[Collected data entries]
◆ ◆ ◆ ◆ ◆
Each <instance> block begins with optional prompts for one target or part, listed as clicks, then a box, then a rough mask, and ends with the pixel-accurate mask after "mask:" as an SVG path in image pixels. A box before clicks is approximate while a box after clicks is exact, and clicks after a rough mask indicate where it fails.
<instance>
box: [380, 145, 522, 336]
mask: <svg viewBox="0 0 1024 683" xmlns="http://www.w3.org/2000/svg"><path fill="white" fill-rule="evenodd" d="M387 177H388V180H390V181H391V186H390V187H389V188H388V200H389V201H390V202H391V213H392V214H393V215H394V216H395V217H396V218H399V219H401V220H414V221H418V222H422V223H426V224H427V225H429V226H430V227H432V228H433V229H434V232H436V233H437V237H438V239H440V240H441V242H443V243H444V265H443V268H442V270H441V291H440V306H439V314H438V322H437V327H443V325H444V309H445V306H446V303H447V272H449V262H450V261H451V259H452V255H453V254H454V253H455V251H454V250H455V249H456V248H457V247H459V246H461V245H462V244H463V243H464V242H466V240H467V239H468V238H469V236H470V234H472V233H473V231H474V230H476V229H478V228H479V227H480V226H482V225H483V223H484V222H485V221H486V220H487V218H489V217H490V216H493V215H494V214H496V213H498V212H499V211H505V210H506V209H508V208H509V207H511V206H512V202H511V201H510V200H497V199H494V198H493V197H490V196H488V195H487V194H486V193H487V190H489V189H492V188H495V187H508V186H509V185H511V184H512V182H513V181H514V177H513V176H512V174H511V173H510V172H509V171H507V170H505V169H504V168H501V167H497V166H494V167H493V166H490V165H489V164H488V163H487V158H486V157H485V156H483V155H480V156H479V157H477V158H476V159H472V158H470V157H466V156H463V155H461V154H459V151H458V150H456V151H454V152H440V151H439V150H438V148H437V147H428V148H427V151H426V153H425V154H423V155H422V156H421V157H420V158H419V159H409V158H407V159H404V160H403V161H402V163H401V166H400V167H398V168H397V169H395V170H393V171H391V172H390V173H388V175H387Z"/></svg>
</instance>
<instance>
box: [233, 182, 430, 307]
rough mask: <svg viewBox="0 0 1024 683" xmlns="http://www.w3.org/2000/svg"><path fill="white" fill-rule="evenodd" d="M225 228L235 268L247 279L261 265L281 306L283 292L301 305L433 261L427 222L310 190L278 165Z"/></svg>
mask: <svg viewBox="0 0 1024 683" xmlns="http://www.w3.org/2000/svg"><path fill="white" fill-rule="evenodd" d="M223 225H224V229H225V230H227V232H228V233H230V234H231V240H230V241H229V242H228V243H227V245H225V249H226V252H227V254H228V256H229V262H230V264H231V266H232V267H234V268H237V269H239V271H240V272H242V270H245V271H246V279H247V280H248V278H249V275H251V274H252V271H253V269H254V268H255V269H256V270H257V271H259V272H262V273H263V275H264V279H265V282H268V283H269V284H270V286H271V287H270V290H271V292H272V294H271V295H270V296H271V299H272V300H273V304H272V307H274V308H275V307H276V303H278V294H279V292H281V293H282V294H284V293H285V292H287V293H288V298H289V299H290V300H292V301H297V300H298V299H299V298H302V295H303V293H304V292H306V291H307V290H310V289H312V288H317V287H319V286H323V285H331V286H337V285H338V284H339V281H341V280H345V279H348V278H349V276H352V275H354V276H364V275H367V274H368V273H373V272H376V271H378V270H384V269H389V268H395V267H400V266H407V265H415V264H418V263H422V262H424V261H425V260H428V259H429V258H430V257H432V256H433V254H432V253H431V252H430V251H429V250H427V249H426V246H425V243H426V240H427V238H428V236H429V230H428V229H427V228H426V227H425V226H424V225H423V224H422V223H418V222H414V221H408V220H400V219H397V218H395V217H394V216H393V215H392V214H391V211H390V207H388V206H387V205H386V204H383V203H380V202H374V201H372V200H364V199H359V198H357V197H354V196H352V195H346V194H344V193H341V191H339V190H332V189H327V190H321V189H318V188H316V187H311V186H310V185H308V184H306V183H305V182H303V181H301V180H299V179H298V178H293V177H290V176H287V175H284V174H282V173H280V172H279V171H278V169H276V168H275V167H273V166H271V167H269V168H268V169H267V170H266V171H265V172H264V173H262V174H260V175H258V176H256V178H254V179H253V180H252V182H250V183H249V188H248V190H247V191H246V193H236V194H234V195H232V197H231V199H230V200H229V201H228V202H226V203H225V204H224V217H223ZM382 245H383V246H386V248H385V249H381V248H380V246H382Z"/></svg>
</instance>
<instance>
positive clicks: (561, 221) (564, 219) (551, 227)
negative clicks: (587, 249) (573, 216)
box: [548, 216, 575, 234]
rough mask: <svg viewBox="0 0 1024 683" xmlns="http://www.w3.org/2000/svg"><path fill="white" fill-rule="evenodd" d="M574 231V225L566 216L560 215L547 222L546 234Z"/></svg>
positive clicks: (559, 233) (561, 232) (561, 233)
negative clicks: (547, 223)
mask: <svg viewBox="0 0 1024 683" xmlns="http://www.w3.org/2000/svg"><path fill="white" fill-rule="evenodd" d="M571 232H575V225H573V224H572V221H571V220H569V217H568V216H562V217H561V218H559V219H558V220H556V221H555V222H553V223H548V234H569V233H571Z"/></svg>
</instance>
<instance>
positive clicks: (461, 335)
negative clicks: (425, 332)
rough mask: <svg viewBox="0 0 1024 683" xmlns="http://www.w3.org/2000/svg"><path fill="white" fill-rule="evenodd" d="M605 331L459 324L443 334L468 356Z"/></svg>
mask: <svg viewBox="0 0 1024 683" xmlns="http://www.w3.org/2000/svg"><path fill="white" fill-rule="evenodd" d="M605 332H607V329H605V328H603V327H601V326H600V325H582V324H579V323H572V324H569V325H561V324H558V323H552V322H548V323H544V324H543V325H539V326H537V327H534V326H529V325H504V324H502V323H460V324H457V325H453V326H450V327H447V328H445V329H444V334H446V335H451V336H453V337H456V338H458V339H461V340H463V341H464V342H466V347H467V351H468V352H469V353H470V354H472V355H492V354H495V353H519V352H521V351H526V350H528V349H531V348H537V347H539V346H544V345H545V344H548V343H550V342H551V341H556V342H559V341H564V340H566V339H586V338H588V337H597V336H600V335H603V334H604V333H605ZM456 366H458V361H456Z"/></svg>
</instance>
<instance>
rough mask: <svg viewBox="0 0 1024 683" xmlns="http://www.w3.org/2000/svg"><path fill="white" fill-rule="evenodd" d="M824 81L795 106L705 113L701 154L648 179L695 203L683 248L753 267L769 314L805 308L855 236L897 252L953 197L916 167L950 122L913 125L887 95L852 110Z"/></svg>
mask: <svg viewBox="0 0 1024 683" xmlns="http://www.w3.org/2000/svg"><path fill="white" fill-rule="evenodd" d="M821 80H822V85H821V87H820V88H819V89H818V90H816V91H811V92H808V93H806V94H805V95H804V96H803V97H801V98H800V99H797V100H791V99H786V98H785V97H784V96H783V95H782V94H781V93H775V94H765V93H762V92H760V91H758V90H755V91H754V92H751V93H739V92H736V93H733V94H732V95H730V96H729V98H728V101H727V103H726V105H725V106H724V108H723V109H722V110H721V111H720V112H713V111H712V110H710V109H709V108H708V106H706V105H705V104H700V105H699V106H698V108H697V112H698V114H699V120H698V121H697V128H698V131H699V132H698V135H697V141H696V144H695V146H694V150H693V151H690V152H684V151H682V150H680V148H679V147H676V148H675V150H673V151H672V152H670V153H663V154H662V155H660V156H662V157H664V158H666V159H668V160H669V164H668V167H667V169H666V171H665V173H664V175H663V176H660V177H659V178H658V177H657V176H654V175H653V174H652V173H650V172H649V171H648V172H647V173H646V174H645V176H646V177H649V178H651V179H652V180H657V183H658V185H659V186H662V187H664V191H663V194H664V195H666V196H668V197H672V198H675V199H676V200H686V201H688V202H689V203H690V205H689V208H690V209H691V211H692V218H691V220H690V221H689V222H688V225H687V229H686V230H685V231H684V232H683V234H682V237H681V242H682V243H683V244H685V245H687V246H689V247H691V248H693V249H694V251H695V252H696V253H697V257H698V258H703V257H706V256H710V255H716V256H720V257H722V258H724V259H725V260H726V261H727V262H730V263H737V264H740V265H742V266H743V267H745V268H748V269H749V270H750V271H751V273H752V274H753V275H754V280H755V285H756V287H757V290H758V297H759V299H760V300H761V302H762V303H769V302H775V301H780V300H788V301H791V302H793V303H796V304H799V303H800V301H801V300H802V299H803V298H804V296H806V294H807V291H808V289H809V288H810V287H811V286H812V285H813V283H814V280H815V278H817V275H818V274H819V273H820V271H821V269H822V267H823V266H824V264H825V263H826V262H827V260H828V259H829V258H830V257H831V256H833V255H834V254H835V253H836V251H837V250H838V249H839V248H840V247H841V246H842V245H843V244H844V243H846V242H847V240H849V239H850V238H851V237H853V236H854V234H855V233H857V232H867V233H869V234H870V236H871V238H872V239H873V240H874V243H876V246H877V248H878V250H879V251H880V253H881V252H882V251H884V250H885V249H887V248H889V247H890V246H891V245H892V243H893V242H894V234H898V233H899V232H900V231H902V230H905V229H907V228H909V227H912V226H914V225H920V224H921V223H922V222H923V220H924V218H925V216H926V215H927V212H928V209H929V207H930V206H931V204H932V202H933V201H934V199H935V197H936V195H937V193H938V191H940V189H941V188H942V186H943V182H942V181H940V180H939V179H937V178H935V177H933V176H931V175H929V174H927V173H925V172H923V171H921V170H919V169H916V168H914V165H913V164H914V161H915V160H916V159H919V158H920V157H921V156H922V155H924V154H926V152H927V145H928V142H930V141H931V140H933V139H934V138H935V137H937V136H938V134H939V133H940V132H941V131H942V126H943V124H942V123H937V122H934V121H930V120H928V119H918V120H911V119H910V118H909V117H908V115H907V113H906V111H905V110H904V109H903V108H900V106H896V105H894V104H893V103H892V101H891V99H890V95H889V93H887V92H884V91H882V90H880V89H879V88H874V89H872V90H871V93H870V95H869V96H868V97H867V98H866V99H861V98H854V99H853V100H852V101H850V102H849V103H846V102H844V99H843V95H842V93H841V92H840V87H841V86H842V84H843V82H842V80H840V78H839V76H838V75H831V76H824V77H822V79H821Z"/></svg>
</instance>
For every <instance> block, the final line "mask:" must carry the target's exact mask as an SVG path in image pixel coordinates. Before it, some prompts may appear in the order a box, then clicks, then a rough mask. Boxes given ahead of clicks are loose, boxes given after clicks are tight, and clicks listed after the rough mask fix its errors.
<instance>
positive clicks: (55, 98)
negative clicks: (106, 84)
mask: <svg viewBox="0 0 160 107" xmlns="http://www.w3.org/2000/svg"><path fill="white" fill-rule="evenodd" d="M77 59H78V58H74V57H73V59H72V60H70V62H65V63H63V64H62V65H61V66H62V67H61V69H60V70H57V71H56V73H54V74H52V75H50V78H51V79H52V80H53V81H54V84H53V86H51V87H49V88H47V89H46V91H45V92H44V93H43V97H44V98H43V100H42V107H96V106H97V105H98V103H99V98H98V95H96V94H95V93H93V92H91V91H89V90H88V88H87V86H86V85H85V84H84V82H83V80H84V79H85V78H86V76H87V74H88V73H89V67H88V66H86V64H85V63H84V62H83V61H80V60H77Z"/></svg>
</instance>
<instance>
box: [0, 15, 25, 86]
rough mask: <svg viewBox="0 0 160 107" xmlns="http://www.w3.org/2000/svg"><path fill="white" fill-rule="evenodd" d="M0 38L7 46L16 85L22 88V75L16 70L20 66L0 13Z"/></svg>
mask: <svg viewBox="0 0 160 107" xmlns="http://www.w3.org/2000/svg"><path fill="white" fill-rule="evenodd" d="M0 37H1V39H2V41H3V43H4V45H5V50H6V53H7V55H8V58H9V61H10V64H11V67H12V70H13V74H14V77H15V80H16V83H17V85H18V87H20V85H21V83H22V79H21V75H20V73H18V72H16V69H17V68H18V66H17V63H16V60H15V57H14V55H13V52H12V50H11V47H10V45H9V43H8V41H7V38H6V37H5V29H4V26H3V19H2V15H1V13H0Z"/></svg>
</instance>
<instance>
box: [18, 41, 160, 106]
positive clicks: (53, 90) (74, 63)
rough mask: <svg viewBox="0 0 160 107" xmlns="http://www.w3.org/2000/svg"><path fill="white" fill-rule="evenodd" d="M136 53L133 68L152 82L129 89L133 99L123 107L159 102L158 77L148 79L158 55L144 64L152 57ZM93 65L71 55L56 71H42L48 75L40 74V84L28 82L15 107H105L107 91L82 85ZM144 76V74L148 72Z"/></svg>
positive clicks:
◆ ◆ ◆ ◆ ◆
-- Your instructions --
Please report how many lines in the records above contain the word "positive", and give nothing but the number.

-- Answer section --
6